Source.
━━━━

Furthermore, a good hash function must satisfy a so-called avalanche criterion: if an input is changes slightly (for example, flipping a single bit), the output changes significantly (e.g., half the output bits flip).
Both are pretty easy to test:
- Generate a random input sequence.
- Flip some bits, record how the output changes.
- Compute how many bits of the output are effectively used – given a random input, how much uncertainty do I have about the resulting hash in bits? I called this metric "Output Entropy", the closer it is to 32 bits, the better.
- Compute how many bits of the output are effectively controlled by the input bits – given a random input and a random bit flip, how much uncertainty do I have about the resulting hash in bits? I called this metric "Avalanche Entropy", the closer it is to 32 bits, the better.
- Compute how many bits of the output change when a single input bit flips. I called this metric "Mean Avalanche Size". The closer it is to 16 bits, the better.
The simplistic algorithm MHash0 from above gave me:
Monoid Homomorphism = True
Non-commutative = False
Output Entropy = 28.637 bits
Avalanche Entropy = 22.791 bits
Mean Avalanche Size = 10.134 bits
Notice that I also tested for non-commutativity for obvious reasons. Non-commutativity requirement gave me a pause for a bit. I knew of only one way to make a non-commutative monoid - use matrix multiplication.

━━━━

Material shown.

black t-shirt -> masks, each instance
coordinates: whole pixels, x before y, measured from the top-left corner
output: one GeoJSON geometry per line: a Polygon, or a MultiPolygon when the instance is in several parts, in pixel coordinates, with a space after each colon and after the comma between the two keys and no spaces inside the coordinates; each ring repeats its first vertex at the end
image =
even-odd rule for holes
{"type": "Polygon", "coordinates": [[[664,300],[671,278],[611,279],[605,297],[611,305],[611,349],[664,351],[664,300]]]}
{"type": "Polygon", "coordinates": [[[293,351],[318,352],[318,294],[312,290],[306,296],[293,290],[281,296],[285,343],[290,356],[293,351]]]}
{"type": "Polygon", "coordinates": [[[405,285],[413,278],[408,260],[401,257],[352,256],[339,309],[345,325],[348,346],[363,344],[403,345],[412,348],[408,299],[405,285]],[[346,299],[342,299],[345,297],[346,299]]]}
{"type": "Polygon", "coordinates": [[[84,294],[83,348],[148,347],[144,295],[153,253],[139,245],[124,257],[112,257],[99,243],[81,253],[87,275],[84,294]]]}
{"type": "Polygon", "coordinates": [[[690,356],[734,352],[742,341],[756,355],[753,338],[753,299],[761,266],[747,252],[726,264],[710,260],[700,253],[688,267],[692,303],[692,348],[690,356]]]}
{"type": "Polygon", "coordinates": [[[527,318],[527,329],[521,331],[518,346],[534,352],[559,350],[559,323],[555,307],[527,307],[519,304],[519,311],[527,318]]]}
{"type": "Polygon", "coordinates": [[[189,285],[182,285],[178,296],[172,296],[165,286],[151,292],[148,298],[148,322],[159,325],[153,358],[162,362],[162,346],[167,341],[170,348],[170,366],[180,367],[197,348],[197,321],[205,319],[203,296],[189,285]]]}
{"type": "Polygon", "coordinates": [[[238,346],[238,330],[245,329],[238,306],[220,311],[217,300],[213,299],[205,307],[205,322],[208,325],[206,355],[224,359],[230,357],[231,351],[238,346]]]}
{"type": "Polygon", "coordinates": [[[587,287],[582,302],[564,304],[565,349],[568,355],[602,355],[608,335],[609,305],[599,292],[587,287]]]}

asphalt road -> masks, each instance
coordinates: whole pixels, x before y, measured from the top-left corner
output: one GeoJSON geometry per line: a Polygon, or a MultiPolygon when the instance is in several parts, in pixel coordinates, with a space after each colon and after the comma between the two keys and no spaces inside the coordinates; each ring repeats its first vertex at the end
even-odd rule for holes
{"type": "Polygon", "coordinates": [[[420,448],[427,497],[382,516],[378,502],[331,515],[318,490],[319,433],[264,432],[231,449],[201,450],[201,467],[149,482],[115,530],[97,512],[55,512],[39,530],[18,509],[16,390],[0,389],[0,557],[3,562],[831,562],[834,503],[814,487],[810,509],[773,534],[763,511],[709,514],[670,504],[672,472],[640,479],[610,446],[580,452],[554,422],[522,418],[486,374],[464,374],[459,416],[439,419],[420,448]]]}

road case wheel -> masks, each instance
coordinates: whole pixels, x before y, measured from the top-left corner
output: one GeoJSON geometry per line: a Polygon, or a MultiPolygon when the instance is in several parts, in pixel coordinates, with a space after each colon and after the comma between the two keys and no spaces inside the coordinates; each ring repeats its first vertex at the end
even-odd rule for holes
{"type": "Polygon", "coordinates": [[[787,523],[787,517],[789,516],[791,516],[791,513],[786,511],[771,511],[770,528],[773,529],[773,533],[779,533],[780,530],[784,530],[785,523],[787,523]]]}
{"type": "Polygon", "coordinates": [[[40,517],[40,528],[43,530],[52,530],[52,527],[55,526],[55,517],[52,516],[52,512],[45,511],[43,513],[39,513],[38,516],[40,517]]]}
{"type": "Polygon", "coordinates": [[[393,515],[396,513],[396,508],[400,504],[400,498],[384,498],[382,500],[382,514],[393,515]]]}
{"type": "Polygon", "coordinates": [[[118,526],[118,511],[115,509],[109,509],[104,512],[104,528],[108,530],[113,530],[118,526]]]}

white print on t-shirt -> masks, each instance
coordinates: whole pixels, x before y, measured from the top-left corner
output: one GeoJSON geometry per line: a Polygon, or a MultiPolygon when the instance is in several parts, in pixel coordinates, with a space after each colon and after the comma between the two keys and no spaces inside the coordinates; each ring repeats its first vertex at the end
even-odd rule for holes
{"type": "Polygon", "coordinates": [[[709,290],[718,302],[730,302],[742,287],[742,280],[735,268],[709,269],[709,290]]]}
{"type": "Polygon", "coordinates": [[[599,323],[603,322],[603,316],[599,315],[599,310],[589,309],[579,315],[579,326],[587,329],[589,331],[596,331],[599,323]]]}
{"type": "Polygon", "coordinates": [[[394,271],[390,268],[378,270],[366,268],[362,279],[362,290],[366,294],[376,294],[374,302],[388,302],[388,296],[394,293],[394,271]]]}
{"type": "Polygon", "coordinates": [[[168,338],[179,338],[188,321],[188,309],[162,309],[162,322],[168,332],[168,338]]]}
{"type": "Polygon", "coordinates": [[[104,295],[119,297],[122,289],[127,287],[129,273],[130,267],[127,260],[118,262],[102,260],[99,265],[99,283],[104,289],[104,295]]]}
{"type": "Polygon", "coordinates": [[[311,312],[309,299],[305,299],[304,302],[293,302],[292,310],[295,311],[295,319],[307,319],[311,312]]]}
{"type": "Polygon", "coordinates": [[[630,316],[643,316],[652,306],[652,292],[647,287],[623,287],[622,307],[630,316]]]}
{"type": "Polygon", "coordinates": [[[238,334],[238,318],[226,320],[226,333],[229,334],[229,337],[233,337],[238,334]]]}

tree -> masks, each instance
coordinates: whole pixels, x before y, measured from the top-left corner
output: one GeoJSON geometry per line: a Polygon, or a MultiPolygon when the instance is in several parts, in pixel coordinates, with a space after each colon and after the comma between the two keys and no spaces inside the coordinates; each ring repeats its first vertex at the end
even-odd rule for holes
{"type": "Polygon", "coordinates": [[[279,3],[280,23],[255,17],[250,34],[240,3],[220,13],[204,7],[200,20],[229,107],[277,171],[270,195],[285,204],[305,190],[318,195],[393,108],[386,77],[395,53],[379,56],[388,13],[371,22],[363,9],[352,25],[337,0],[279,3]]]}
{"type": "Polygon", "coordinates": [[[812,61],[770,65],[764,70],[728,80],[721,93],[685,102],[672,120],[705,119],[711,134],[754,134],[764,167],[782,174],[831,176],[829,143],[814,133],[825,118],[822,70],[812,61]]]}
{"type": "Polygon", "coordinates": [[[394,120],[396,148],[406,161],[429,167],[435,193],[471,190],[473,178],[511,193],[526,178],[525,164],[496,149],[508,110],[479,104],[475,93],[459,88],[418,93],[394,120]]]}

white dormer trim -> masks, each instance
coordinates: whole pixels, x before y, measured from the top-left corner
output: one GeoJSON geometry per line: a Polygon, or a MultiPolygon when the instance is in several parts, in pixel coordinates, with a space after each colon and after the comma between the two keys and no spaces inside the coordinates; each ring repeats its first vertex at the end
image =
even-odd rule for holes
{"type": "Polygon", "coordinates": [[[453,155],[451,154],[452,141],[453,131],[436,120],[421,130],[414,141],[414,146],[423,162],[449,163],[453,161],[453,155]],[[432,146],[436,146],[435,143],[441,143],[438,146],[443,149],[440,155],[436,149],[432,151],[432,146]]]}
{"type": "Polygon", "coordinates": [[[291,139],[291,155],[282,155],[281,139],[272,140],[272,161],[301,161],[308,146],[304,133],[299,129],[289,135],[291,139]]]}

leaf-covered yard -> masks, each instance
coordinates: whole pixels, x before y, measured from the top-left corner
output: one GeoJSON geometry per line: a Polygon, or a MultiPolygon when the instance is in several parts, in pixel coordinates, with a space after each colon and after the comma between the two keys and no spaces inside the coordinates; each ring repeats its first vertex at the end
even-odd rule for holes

━━━━

Task instructions.
1. Answer these questions using the text on hash function testing, not the rows:
(a) What value should the Mean Avalanche Size be close to?
(b) What Output Entropy did MHash0 produce?
(c) What was the only way the text's writer knew to make a non-commutative monoid?
2. List every property reported for MHash0 in the text on hash function testing, with the value given for each.
3. Extend the text on hash function testing, picking up after its last sentence.

Responses per task.
1.
(a) 16 bits
(b) 28.637 bits
(c) Matrix multiplication

2.
- Monoid Homomorphism: True
- Non-commutative: False
- Output Entropy: 28.637 bits
- Avalanche Entropy: 22.791 bits
- Mean Avalanche Size: 10.134 bits

3.
I tried that:
class MHash2(MHash):
bits = 32
mask = 2 ** bits - 1
empty = (1 << 24) + (0x00 << 16) + (0x00 << 8) + (1 << 0)
def combine(self, x, y):
assert 0 <= x < 2**self.bits
assert 0 <= y < 2**self.bits
x00, x01, x10, x11 = (x >> 24) & 0xFF, (x >> 16) & 0xFF, (x >> 8) & 0xFF, (x >> 0) & 0xFF
y00, y01, y10, y11 = (y >> 24) & 0xFF, (y >> 16) & 0xFF, (y >> 8) & 0xFF, (y >> 0) & 0xFF
mul = lambda x, y: x * y
add = lambda x, y: x + y
z00 = add(mul(x00, y00), mul(x01, y10)) & 0xFF
z01 = add(mul(x00, y01), mul(x01, y11)) & 0xFF
z10 = add(mul(x10, y00), mul(x11, y10)) & 0xFF
z11 = add(mul(x10, y01), mul(x11, y11)) & 0xFF
return (z00 << 24) + (z01 << 16) + (z10 << 8) + (z11 << 0)
# Just mixes the 256 values of the input byte up,
# "diffusing" them randomly among 2**32 output
# values. This operation is bijective.
def lift(self, x):
x = (x * 0xfffffd + 0xe6546b64) & self.mask
x = x ^ (x >> 16)
x = (x * 1729) & self.mask
x = x ^ (x >> 10)
x = (x * 1729) & self.mask
x = x ^ (x >> 16)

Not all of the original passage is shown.